Loss of smell and taste, and five other symptoms people with coronavirus have reported

People have experienced mild symptoms from red eyes to an upset stomach

We’ve all heard the main symptoms to look out for when it comes to the coronavirus. The NHS advises that the two main ones to look out for are a fever and a cough, but with increasing reports that more and more people have had coronavirus but experienced vastly different symptoms, what exactly should we be looking out for? From red eyes to an upset stomach, there’s seemingly a lot more to the virus than the two main symptoms that are reported.

We’ve compiled a range of testimonials, from victims to healthcare professionals, to highlight some of the other symptoms that people have got from the COVID-19 virus. It’s worth remembering that some people show little to no symptoms. If you show any of the above symptoms, you should not call 111 unless your condition gets much worse or you don’t have anyone to help you. The NHS 111 online service is a great way to get an official and personalised idea of how severe your symptoms are and what to do next if you’re worried.

Loss of smell/taste

One of the main mild symptoms of coronavirus that has been reported is loss of smell and taste. According to TIME, “in South Korea, where testing for COVID-19 is widespread, some 30 per cent of patients with mild symptoms have reported anosmia, the technical term for a loss of sense of smell.”

• Excerpted records:

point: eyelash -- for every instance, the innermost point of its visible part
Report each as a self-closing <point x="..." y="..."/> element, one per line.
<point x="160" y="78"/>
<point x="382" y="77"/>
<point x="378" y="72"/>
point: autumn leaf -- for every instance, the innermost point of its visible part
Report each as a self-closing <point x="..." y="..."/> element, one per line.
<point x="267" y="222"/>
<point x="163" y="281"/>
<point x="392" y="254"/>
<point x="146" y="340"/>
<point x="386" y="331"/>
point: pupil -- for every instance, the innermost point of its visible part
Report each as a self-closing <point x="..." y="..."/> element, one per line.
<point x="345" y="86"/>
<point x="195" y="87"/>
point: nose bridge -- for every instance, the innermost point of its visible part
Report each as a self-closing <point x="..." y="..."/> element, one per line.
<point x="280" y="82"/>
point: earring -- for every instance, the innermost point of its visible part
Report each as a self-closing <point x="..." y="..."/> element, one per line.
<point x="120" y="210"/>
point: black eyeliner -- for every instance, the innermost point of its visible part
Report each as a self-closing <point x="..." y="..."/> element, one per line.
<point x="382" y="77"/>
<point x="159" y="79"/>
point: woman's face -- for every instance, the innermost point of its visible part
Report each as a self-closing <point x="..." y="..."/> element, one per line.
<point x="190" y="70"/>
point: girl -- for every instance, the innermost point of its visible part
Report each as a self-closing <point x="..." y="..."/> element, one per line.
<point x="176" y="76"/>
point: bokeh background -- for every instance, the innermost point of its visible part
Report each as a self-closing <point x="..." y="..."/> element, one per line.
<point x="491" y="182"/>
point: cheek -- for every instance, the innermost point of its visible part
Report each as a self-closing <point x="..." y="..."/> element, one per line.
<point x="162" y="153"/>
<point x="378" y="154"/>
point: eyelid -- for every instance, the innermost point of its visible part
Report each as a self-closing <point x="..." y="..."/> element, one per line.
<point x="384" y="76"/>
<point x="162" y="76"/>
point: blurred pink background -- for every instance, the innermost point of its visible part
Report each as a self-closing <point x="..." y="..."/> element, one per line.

• Exercise:
Continue the article on coronavirus symptoms, picking up after its final sentence about anosmia among patients in South Korea.

• Task result:
Although this can also be a symptom of normal cold and flu, it usually isn’t accompanied by the hallmarks of a head cold, such as a blocked nose. ENT UK said in a statement: “We have also identified a new symptom (loss of sense of smell and taste) that may mean that people without other symptoms but with just the loss of this sense may have to self-isolate – again to reduce the spread of the virus.”

Ryan Van Waterschoot, a 28-year-old account manager, reported his first symptom as loss of smell and taste, and within days was hospitalised:


Both physical and mental fatigue have been reported as symptoms of the COVID-19 virus. Thea Jourdan, a 50-year-old mother, told The Daily Mail, “initially I felt exhausted, as if I was dragging myself through treacle and had no choice but to go to my bed. I had no meaningful cough and I wasn’t running a fever.”

Frankie Bugler, a 23-year-old, said in the same article that “around the same time I felt unusually tired, but put it down to the after-effects of running a half-marathon at the beginning of the month.”

This applies to mental fatigue too, with many victims suffering so much that they aren’t able to concentrate on small things like watching TV. Vice wrote that a particular victim, Yaqi, told them that she tried “to watch a current affairs program on her phone to distract herself, but at a certain point she could no longer recognise the speakers or comprehend what they were saying.”

Lack of appetite

A lack of appetite is a symptom, caused just as much on its own as by the vomiting that comes with some cases of COIVD-19. Blogger Stephen Power told The Mirror, “I’ve been in bed with a nasty fever, headache, mild cough & back pain for nearly four days now, I’m completely exhausted and have no urge to move or eat.”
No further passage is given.